TASK STATEMENT >>
Copy out all the items below, swapping "innermost" for "deepest" and leaving everything else unchanged. Leave the pictures out of your answer.

%%

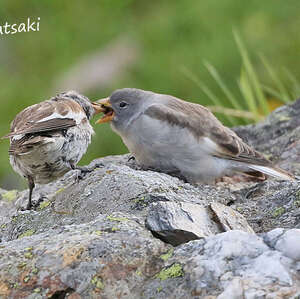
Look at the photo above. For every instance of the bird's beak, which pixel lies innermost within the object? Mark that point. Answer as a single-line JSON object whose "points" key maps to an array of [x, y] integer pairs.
{"points": [[98, 108], [104, 106]]}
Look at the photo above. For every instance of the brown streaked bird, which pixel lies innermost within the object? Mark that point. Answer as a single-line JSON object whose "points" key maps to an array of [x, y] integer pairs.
{"points": [[48, 139], [174, 136]]}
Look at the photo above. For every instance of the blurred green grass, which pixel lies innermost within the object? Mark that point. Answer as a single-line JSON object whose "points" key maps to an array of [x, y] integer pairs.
{"points": [[171, 34]]}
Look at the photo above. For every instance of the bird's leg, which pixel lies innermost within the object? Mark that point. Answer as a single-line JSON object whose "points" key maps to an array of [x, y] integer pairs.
{"points": [[131, 158], [31, 187]]}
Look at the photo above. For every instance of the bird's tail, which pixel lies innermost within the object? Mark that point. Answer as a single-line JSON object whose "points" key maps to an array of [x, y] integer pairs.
{"points": [[274, 172]]}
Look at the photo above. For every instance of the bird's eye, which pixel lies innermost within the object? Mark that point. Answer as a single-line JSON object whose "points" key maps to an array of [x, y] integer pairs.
{"points": [[123, 104]]}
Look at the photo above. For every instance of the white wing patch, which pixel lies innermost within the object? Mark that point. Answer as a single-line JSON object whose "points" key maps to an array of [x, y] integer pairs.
{"points": [[78, 117]]}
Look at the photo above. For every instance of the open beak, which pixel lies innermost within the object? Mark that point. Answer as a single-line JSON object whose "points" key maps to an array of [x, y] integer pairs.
{"points": [[104, 106]]}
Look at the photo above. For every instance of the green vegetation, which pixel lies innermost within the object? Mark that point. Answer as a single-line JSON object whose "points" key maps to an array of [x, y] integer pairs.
{"points": [[278, 212], [175, 38], [167, 255], [170, 272]]}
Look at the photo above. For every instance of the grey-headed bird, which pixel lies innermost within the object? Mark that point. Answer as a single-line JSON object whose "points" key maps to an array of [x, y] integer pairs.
{"points": [[174, 136]]}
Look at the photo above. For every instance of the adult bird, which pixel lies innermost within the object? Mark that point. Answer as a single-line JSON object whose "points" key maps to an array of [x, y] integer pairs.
{"points": [[48, 139], [174, 136]]}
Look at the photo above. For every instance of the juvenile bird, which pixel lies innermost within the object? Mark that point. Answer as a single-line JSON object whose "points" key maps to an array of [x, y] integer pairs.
{"points": [[174, 136], [48, 139]]}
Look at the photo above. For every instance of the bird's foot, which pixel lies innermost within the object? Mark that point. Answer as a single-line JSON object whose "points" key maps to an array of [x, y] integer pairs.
{"points": [[131, 158]]}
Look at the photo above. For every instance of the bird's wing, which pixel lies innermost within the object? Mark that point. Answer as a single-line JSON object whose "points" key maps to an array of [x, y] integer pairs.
{"points": [[44, 126], [46, 116], [221, 141], [26, 143]]}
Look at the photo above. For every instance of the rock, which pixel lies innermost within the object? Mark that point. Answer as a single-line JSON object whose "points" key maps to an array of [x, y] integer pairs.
{"points": [[89, 239], [286, 241], [233, 264], [178, 223], [83, 260]]}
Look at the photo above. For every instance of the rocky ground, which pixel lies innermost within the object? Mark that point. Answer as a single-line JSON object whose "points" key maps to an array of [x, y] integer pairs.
{"points": [[126, 233]]}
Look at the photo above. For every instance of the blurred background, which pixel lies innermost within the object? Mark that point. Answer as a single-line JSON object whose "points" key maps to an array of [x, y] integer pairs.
{"points": [[240, 57]]}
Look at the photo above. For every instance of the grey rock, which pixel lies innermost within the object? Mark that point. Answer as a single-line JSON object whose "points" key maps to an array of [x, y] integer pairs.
{"points": [[286, 241], [89, 239], [178, 223]]}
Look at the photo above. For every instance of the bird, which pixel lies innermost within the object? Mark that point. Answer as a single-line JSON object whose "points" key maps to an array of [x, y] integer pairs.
{"points": [[171, 135], [49, 138]]}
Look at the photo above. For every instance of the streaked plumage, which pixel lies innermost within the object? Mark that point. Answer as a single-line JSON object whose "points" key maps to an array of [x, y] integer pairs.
{"points": [[48, 139], [169, 134]]}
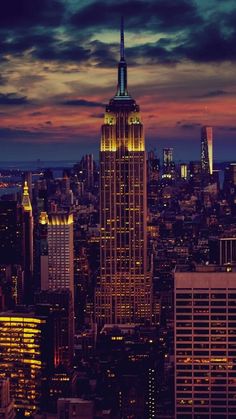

%%

TASK SOLUTION >>
Look at the photo above. For every instance of the bird's beak, which pixel lies deepest within the object? Mark that point. Answer as a single-line JSON object whose "points" key maps to an array of [x, y] integer pairs.
{"points": [[98, 108], [104, 106]]}
Look at the photo above. For every instance of the brown streaked bird, which pixel lies deepest within the object? Mark that point. Answer as a single-line JSON object whose "points" key maps to an array of [x, y] integer pairs.
{"points": [[48, 139], [174, 136]]}
Look at the photo above. For every instance of the blurred green grass, which pixel lies deepest within the object? Mark that point. Answer as a single-line JSON object whose "points" key maps to an array of [x, y] integer pairs.
{"points": [[171, 34]]}
Look at the photo above. For every instance of the bird's leg, which pixel lies deepest within the object? Mark that point. Answer as a single-line JSON object whose "points" key maps to an array of [x, y] integer pairs.
{"points": [[131, 158], [31, 187]]}
Look at the photo above. For every instance of the bird's tail, which pixel lies deepest within the object? Mark that point. Answer as a single-line JSON object whose "points" key maps to an array of [x, y] integer pairs.
{"points": [[274, 172]]}
Look at the photo above. For every instance of the bird's eye, which pixel lies deepest within the object? Mark that point. Answer as a single-line JSON object whose "points" key maps to an array of [x, y] integer pairs.
{"points": [[123, 104]]}
Look at the photo above. For every instance of the white wing patch, which pixel lies deepest within the object? Mark that point. Answer as a single-line JSON object whose "points" key maps to an array of [x, y] integer pairs.
{"points": [[78, 117]]}
Look at the photo above. For every instance of the open beak, which pixel lies deepest within the object? Mark that point. Answer as a single-line JSON object whose "points" key maps to an array of [x, y] integer pairs.
{"points": [[104, 106]]}
Look at the photo above. For every instance of the green vegetation, which pixel lies deepest within the object? Mark that point. Answer as a single-line JSON object whose "points" key maps to an array of [x, y] integer pairs.
{"points": [[278, 212], [175, 38], [167, 255], [170, 272]]}
Look at the photo above. For every instance of the grey-headed bird, which pixel lies deepest within the object? Mark that point. Answer as a single-line JSON object whose "points" key maps to an array of [x, y] integer pairs.
{"points": [[174, 136]]}
Look at the photo above. For every instance of the adult bird, which pixel lies deepest within the object? Mark that point. Answer as a single-line JSON object whose "points" key maps to an array of [x, y] integer pairs.
{"points": [[48, 139], [174, 136]]}
Look at the photo above. For every instance of the juvenile bird, which pixel lies deepest within the object? Mark that point. Answer as a single-line JSON object whose "points" key maps to an array of [x, y] integer pairs.
{"points": [[174, 136], [48, 139]]}
Look at the photo above. For every instance of the bird's foot, which pixel lies deepest within the object? Mark that point. Answer as a single-line JSON object whose "points" key maps to an array of [x, y] integer pairs.
{"points": [[131, 158]]}
Look at the photo above. For every instance of the bird's wing, which pixel lies deepest within the object? Mark that point. Answer as a single-line JSON object whose "points" key maps to an array of [x, y] integer pairs.
{"points": [[44, 126], [46, 116], [221, 141], [26, 143]]}
Look at the photo above. For every instance of the rock, which pixel lies deepest within the object? Mark that point. Answer as a single-line JSON object whose "points" key maps to an array of [x, y] integer pairs.
{"points": [[89, 239], [286, 241], [233, 264], [178, 223], [83, 260]]}
Look at the photo above. For every instance of the rocky ground, which pixel lies deepest within the object? Mark that point. Answer as a single-line JSON object whose "points" key maps to an array of [x, y] integer pairs.
{"points": [[126, 233]]}
Look at the photo above. For every instance of the blurred background, which pixel lies deepest within the object? Mark that point. Answer as a single-line JSON object whose "points" key maps to an array of [x, y] integer pairs.
{"points": [[240, 57]]}
Look at the photo above. For every instance of the grey rock, which pixel lies deepest within the object? Mark that point. Answer as a single-line JSON object whose "points" key maps to an array of [x, y] integer pairs.
{"points": [[286, 241], [89, 239], [178, 223]]}
Look at the photo above. For every instance of the bird, which pixel lies deepest within the object? Mark that point. Answer as a single-line JSON object whose "points" key maps to an array of [x, y] integer pairs.
{"points": [[171, 135], [49, 138]]}
Look at the photo above. For every instance of the streaked plumage, which pixel lies deepest within the object? Mark that point. Answer as a single-line JSON object whose "points" key maps to an array of [x, y] integer pairs.
{"points": [[48, 139], [169, 134]]}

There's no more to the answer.